## INPUT MATERIAL
^^^^^^^^

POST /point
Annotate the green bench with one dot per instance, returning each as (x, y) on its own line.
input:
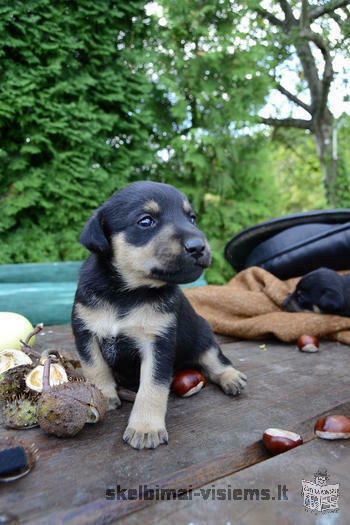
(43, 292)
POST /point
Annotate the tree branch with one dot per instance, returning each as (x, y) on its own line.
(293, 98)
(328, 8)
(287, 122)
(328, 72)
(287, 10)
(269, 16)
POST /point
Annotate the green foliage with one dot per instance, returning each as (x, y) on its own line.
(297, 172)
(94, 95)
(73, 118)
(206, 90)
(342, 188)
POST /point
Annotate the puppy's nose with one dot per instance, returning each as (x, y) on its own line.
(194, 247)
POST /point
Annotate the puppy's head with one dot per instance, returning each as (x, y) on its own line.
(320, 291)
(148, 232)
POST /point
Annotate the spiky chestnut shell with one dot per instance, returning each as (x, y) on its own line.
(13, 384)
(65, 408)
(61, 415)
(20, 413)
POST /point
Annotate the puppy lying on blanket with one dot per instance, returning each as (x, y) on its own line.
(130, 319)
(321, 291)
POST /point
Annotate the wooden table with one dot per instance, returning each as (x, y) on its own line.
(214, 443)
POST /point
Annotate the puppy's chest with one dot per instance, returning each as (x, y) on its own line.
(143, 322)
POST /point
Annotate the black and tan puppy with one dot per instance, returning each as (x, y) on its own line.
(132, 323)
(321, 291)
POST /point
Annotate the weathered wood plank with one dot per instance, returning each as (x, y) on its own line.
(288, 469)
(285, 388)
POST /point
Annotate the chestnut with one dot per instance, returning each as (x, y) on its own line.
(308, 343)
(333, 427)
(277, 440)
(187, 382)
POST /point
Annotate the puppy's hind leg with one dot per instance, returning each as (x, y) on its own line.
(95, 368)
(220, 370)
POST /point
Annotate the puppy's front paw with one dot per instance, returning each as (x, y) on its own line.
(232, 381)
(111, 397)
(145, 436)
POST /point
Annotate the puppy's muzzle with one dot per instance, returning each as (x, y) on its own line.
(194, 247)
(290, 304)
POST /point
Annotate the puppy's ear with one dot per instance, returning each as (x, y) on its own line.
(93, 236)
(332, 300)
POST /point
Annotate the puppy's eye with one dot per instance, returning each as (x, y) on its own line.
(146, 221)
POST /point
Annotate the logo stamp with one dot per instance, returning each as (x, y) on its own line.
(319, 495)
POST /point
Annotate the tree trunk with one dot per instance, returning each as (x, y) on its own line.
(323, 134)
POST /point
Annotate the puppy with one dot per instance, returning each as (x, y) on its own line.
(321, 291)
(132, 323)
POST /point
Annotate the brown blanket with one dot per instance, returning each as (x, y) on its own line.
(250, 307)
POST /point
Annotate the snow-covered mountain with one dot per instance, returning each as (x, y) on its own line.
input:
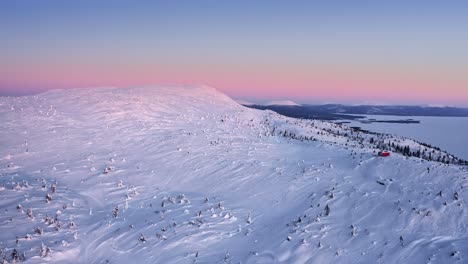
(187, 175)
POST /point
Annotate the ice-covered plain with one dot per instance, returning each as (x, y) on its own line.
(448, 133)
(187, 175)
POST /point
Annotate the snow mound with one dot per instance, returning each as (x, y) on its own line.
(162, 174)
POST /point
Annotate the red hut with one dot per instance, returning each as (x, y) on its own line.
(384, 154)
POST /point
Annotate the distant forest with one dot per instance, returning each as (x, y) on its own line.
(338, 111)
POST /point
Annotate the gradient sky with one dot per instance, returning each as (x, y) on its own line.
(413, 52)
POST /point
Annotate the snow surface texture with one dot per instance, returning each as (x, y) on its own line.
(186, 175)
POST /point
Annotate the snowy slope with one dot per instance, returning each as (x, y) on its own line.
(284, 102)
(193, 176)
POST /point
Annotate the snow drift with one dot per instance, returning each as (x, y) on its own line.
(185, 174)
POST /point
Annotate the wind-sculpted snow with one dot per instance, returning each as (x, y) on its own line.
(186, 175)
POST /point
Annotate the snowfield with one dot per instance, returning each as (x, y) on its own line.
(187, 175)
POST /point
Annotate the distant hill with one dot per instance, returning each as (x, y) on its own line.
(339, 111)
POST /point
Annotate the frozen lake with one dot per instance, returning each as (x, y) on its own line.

^^^^^^^^

## PROBLEM REQUIREMENTS
When copying the listing, skip the pictures and keep each line exactly as written.

## OUTPUT BELOW
POST /point
Annotate the green bench with one dot per instance, returning each as (x, y) on its own line.
input:
(43, 292)
POST /point
Annotate the tree branch with one dot per instance, returning each as (x, y) on its own line.
(293, 98)
(328, 8)
(287, 122)
(328, 72)
(287, 10)
(269, 16)
POST /point
Annotate the green foliage with one dot per instance, returning each as (x, y) on its own line.
(297, 172)
(94, 95)
(73, 118)
(206, 90)
(342, 188)
POST /point
Annotate the puppy's nose with one dot per instance, returning each as (x, y) on its own line.
(194, 247)
POST /point
Annotate the puppy's head with one dot per instance, returning each as (x, y) on its own line.
(320, 291)
(148, 232)
POST /point
Annotate the spiky chestnut shell with one dot per instance, returning each as (x, y) on its own line.
(13, 384)
(65, 408)
(61, 415)
(20, 413)
POST /point
Annotate the puppy lying on blanket with one dot per instance, returning each as (x, y) on its own line.
(130, 319)
(321, 291)
POST /point
Annotate the wooden table with one dot per instance, returning each as (x, y) on its own line.
(214, 443)
POST /point
Annotate the puppy's chest with one dot per instance, returning each as (x, y) on its own line.
(143, 322)
POST /point
Annotate the black and tan puppy with one dot per instance, returning each as (x, y) on its own line.
(132, 323)
(321, 291)
POST /point
Annotate the weathered wood plank with one dot per instance, returning each as (x, y) on its own line.
(288, 469)
(285, 388)
POST /point
Annotate the chestnut with one dot per instance, returning each as (x, y) on its own line.
(308, 343)
(333, 427)
(277, 440)
(187, 382)
POST /point
Annotate the puppy's hind leg with one dot per instance, returning each as (x, y) on its own line.
(95, 368)
(220, 370)
POST /point
Annotate the puppy's front paw with one dot per instance, returning each as (x, y) on its own line.
(232, 381)
(111, 397)
(145, 436)
POST /point
Annotate the puppy's muzzle with one dot per instance, returning each as (x, y) on its own line.
(194, 247)
(290, 304)
POST /point
Annotate the puppy's ear with one dot per instance, returning each as (x, y) on its own line.
(93, 236)
(332, 300)
POST /point
Annotate the puppy's eye with one dot per instance, returning each as (x, y) on its own line.
(146, 221)
POST /point
Annotate the logo stamp with one dot per instance, returning each as (x, y) on its own line.
(319, 495)
POST /point
Annotate the tree trunk with one dot per instance, returning each as (x, y) on its own line.
(323, 134)
POST /point
Annotate the puppy with one dot per instance, returning each as (x, y) on its own line.
(321, 291)
(132, 323)
POST /point
Annotate the brown blanket with one dot per instance, returning each as (x, y) on its own line.
(250, 307)
POST /point
Annotate the snow-covered mountain with one dot per instance, returning each as (x, y) on its own line.
input:
(187, 175)
POST /point
Annotate the ice-covered plain with one dot per instance, returning each as (x, y) on its own line.
(448, 133)
(187, 175)
POST /point
Annotate the snow mound with one dot per instance, returning each as (x, y) on its own line.
(162, 174)
POST /point
Annotate the red hut with one dot per instance, returning each as (x, y) on its own line.
(384, 154)
POST /point
Annotate the distant forest with one dot per instance, returning each as (x, y) on its own line.
(338, 111)
POST /point
Annotate the gradient sky with one dot per instance, returning each as (x, y) on its own line.
(413, 52)
POST /point
Annotate the snow surface texture with one dot per instance, returning each as (x, y) on its own line.
(186, 175)
POST /point
Annotate the snowy slope with one dot per instance, returning each as (x, y) on its own line.
(284, 102)
(193, 176)
POST /point
Annotate the snow drift with one dot per instance, returning each as (x, y) on its own line.
(185, 174)
POST /point
Annotate the wind-sculpted snow with one dot per instance, returning each as (x, y) on its own line.
(186, 175)
POST /point
Annotate the snowfield with one dot per instance, returning each as (x, y) on its own line.
(187, 175)
POST /point
Annotate the distant hill with one dot per instance, returning each as (x, y) on its own line.
(339, 111)
POST /point
Annotate the frozen lake with one dot per instance, returning each as (x, y) on its own line.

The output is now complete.